[Work request]:
Please set out each line below exactly as it stands, without the images.

[Records from a data collection]:
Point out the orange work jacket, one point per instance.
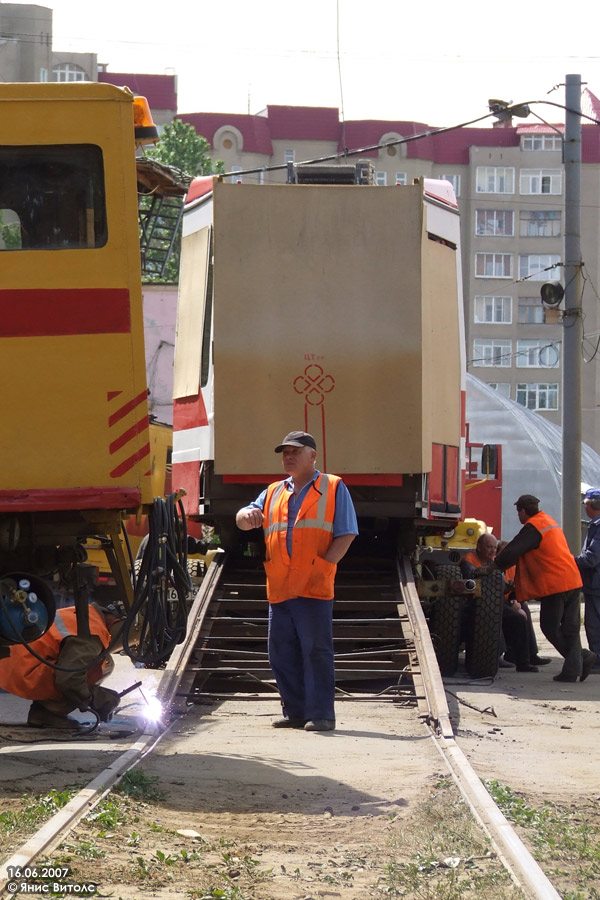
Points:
(551, 567)
(305, 573)
(473, 560)
(24, 675)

[Reply to the task]:
Point out the orange work jacket, one point per instance.
Points:
(551, 567)
(305, 573)
(473, 560)
(24, 675)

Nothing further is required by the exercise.